Dataset records
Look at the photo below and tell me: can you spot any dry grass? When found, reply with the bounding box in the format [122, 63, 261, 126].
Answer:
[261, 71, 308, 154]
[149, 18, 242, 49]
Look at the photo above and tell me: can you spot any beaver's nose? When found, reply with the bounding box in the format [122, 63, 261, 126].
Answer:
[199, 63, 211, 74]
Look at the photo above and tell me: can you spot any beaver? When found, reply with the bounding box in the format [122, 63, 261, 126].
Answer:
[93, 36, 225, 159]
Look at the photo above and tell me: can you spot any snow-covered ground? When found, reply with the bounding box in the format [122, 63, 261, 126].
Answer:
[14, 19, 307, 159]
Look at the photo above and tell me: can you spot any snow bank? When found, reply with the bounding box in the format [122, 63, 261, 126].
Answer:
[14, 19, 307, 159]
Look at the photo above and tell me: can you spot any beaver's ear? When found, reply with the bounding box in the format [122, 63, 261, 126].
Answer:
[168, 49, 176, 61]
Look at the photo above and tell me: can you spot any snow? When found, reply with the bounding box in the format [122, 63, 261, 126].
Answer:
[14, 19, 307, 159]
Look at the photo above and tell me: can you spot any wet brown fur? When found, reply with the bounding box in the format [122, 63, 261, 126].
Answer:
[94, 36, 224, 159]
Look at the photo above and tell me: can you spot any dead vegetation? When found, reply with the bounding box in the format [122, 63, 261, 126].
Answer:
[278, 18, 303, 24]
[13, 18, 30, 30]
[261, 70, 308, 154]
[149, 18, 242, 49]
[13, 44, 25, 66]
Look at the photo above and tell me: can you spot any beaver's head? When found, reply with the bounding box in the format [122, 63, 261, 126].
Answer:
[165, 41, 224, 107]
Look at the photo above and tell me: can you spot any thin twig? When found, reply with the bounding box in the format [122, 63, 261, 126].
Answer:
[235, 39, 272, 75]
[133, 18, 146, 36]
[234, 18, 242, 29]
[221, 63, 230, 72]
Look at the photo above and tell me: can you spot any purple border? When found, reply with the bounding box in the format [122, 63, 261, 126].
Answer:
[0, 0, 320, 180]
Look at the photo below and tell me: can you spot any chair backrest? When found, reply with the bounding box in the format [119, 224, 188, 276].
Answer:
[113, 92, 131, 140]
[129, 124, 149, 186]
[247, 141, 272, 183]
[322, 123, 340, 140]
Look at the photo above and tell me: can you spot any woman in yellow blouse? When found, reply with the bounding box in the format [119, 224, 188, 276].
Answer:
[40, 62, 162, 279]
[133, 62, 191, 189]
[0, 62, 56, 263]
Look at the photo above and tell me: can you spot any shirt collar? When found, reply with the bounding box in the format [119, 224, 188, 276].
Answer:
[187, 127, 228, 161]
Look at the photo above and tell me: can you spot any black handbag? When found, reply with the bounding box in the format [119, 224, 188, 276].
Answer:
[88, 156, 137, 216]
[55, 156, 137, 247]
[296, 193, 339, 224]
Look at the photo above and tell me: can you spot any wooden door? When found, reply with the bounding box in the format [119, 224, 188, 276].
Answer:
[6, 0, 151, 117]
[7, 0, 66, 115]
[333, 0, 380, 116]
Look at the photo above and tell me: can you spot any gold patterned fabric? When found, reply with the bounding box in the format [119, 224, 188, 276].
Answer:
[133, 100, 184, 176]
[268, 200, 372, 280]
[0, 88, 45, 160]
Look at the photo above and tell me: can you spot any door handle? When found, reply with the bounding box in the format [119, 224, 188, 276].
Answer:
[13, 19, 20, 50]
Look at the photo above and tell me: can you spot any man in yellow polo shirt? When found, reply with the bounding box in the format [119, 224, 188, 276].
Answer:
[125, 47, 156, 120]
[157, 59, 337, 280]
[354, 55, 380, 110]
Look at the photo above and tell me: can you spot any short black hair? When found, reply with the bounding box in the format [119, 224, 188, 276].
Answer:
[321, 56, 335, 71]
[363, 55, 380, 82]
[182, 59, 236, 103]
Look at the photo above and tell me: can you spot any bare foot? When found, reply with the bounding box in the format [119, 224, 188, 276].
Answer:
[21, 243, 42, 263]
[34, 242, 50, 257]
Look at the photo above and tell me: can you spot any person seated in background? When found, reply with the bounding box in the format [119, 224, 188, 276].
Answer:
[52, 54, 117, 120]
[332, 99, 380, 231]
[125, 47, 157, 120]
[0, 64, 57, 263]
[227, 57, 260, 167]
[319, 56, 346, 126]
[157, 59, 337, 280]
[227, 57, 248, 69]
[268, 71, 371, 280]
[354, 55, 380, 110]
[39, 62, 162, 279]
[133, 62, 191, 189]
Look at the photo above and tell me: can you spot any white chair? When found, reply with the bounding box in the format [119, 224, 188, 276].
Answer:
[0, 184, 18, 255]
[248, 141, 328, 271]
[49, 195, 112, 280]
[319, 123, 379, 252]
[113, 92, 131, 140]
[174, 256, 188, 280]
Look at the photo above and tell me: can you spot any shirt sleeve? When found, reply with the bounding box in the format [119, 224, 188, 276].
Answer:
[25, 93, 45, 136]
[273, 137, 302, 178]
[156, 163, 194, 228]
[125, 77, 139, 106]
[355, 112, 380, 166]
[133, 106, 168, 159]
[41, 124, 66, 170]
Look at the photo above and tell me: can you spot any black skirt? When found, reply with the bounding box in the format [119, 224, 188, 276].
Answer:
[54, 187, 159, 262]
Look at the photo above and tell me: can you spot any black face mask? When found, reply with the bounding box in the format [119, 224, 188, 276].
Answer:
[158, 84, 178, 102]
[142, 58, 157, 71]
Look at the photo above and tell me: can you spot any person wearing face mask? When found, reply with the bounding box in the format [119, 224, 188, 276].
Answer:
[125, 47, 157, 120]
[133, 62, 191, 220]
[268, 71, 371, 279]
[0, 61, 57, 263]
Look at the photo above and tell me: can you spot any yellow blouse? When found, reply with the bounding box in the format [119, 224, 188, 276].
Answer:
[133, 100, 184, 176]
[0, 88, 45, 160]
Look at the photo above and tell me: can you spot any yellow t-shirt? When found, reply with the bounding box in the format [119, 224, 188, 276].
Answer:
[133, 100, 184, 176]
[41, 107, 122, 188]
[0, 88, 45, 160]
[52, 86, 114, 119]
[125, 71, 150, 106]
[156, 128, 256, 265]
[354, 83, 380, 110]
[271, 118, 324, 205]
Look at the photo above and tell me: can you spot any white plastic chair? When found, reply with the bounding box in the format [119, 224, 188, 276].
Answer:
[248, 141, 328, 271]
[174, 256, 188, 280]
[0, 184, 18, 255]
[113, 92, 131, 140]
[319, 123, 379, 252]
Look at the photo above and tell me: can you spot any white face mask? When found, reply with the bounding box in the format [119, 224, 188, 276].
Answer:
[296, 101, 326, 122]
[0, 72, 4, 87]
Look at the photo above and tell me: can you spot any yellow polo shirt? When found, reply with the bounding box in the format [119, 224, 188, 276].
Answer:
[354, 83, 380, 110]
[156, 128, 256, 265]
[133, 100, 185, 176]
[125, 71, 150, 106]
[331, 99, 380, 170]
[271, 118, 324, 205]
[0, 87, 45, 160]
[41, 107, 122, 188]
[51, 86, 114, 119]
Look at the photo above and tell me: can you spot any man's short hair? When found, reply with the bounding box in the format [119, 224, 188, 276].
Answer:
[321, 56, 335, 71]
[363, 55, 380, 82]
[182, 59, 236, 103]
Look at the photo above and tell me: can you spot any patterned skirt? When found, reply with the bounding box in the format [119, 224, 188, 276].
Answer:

● **Instruction**
Copy out the part of the material that opens with the line containing "any shirt sleeve?" and closes with the line containing "[51, 86, 114, 119]", including both of those lines, with every character unchanged.

● **Exercise response**
Look at the photo above and tell me: can you spot any shirt sleeve? When found, reply with the bounding box in the format [119, 224, 188, 276].
Answer:
[25, 93, 45, 136]
[273, 137, 302, 178]
[156, 163, 194, 228]
[125, 77, 139, 106]
[355, 112, 380, 166]
[133, 106, 168, 159]
[41, 124, 66, 170]
Look at the photo above and tell me: can you spot any black skirt? When found, reply with the bounding box in the format [119, 224, 188, 276].
Answer:
[54, 187, 159, 262]
Look at the photo above and tell me: can you spot any black face mask? When found, reply with the bounding box in the format [119, 224, 188, 276].
Answer:
[158, 84, 178, 102]
[142, 58, 157, 71]
Look at the photo above and tell me: can you spot any person wearing face mask? When found, reply with the bounding box in the format [119, 224, 188, 276].
Answer:
[125, 47, 157, 120]
[133, 62, 191, 220]
[268, 71, 371, 279]
[0, 61, 57, 263]
Look at the photo above and tell me: can you spot any yellow blouse? When found, reply with the bounding box in the format [119, 224, 188, 276].
Answer:
[133, 100, 184, 176]
[0, 88, 45, 160]
Look at the photo above and tell me: can you spot any yellow t-shirt? When found, reply with the bounding box in the format [119, 224, 188, 276].
Answer:
[133, 100, 184, 176]
[41, 107, 122, 188]
[0, 88, 45, 160]
[52, 86, 114, 119]
[125, 71, 150, 106]
[156, 128, 256, 265]
[354, 83, 380, 110]
[271, 118, 324, 205]
Look at the photo above and tell me: can you spot any white plastic chair? When found, reply with the bounding box in the format [119, 224, 188, 276].
Answer:
[248, 141, 328, 271]
[174, 256, 188, 280]
[0, 184, 18, 255]
[113, 92, 131, 140]
[319, 123, 379, 252]
Look at the photo above and tell me: can you spot any white face mask? When found, reply with the bounding box in the format [119, 224, 188, 276].
Answer:
[296, 101, 326, 122]
[0, 72, 4, 87]
Look at the photo above and tell me: can you spot any yellow polo shirt? When found, reply with the bounding box in the format [119, 224, 188, 276].
Answer:
[354, 83, 380, 110]
[156, 128, 256, 265]
[133, 100, 185, 176]
[125, 71, 150, 106]
[331, 99, 380, 170]
[271, 118, 324, 205]
[0, 87, 45, 160]
[41, 107, 122, 188]
[51, 86, 114, 119]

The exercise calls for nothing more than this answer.